Object pointing dataset rows
-=-=-

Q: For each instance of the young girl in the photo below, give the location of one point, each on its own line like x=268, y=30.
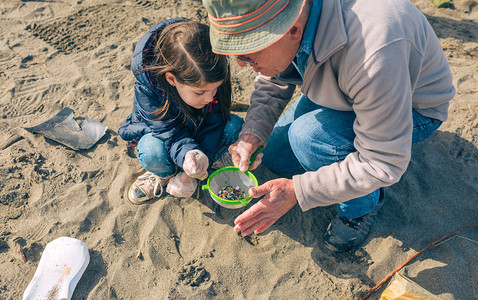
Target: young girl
x=181, y=119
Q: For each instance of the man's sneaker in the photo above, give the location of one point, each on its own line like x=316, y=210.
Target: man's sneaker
x=344, y=234
x=148, y=186
x=223, y=161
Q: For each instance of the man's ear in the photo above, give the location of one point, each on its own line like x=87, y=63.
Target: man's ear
x=170, y=78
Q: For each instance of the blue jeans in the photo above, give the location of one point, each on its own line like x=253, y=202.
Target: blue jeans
x=330, y=136
x=153, y=155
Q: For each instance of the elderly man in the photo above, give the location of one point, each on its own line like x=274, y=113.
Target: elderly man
x=374, y=80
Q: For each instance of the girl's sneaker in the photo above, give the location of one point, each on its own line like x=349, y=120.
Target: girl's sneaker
x=148, y=186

-=-=-

Exercise instructions: Rewrite all of the lines above, substituting "shoe" for every occurrence of "sneaker" and leaving everything else unchanged. Omit the pictures from your answer.

Solution:
Q: For each instance of the young girl in the photo below, give the location of one point, each on its own line like x=268, y=30.
Target: young girl
x=181, y=119
Q: For each instance of the man's shoe in the photo above, give the location of one point, each on its own line like x=316, y=210.
Target: man's shoe
x=344, y=234
x=148, y=186
x=223, y=161
Q: For each instance of the man's ear in the photo above, give the location of one point, each on its own line like x=87, y=63.
Target: man's ear
x=170, y=78
Q: For each instance of the blue jeans in the photo above, give the location of one point, each on its own line like x=253, y=202.
Target: blue jeans
x=330, y=136
x=153, y=155
Q: For each instance of the elderly man in the photo above, give the location of one point, each on its own line like x=274, y=113.
Target: elderly man
x=374, y=80
Q: For each instance of the girl's shoe in the photo above, give the location of one point, each on its own line like x=349, y=120.
Target: girl's shoe
x=148, y=186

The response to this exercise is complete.